Page →
#####

We should learn caution from the fact that to tinker with the parts and
configuration of an artwork will likely destroy its value and meaning and
apply that to the lives of individuals, and fully respect the particularity
and the subjectivity of evaluation involved. We should eschew all but the
idea of universal prescriptions for the good-life for individuals, just as
we would do so in the case of a good artwork.
1.
A Life and an Artwork
There
is a close and illuminating analogy that may be drawn between what makes a
work of art valuable and meaningful, and what makes a life valuable and meaningful.
The chief purpose here is not to show how a life is like a work of art, but
rather to use the way we understand an artwork as away of understanding
what a life is. Note, the subject here is a life, not life in general as
valuable and meaningful, whatever that may mean. Indeed part of the
argument is that the latter may make no sense, and value can and should
only be attached to the life as it is for an individual. The analogy is found
in the meaning and value of an artwork or a life being determined by the
particularity of its parts and their configuration, along with,
respectively, the sensibility of the observer of the artwork and the
character of the person whose life it is. This suggests two things. Firstly,
that to expect there to be a universal idea of what a valuable and
meaningful, let alone good, life is is a mistake, just as it would be in
the case of a work of art. Secondly, that we meddle with the parts and
configuration of an individual life in acute peril of destroying its value
and meaning for the person whose life it is, just as we are likely to
destroy the value and meaning of a work of art should we tinker with its
parts and their configuration. Whether the meddling is well meaning or not,
makes no difference. Oddly, whereas we accept this as being relatively
obvious in the case of an artwork, where the authenticity and integrity of
the work is something most take for granted as virtually sacrosanct, it is
often neglected or actively rejected in the case of an individual’s life.

#####

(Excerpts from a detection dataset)

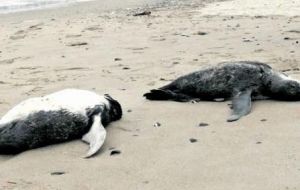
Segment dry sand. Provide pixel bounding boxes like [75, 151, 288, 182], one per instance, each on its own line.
[0, 0, 300, 190]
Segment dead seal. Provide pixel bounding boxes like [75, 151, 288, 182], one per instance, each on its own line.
[144, 61, 300, 122]
[0, 89, 122, 157]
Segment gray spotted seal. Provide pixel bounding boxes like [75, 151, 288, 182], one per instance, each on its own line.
[144, 61, 300, 121]
[0, 89, 122, 157]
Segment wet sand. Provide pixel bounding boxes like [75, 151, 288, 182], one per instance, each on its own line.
[0, 0, 300, 190]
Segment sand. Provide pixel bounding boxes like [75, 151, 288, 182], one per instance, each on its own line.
[0, 0, 300, 190]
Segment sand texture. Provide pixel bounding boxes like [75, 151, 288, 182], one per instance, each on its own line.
[0, 0, 300, 190]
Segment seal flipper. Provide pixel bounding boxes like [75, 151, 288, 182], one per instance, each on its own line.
[227, 89, 252, 122]
[82, 114, 106, 158]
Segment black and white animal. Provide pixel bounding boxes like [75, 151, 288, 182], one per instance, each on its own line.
[144, 61, 300, 121]
[0, 89, 122, 157]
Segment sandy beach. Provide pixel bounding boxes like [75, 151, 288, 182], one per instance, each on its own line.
[0, 0, 300, 190]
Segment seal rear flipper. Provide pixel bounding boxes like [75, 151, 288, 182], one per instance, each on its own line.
[227, 90, 252, 122]
[144, 89, 195, 102]
[82, 115, 106, 158]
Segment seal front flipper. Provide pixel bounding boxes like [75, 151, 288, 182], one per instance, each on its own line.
[227, 89, 252, 122]
[82, 114, 106, 158]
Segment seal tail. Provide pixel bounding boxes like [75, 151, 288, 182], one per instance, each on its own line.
[144, 89, 175, 100]
[144, 89, 194, 102]
[0, 123, 22, 154]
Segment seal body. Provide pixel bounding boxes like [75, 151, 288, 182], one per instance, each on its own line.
[0, 89, 122, 157]
[144, 61, 300, 121]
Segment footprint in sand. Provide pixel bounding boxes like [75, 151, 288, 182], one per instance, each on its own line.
[9, 23, 44, 40]
[0, 57, 31, 65]
[66, 34, 82, 38]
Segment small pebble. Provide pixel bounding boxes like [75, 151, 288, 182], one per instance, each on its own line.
[198, 123, 209, 127]
[153, 122, 161, 127]
[110, 150, 121, 156]
[114, 57, 122, 61]
[196, 31, 207, 36]
[51, 171, 66, 175]
[133, 11, 151, 16]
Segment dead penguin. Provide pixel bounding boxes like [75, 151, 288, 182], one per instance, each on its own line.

#####

Work required → Output the passage of the essay on a life and an artwork from "We should learn" up to and including "valuable and meaningful.", word for word. These records were drawn from a separate source.

Written answer →
We should learn caution from the fact that to tinker with the parts and
configuration of an artwork will likely destroy its value and meaning and
apply that to the lives of individuals, and fully respect the particularity
and the subjectivity of evaluation involved. We should eschew all but the
idea of universal prescriptions for the good-life for individuals, just as
we would do so in the case of a good artwork.
1.
A Life and an Artwork
There
is a close and illuminating analogy that may be drawn between what makes a
work of art valuable and meaningful, and what makes a life valuable and meaningful.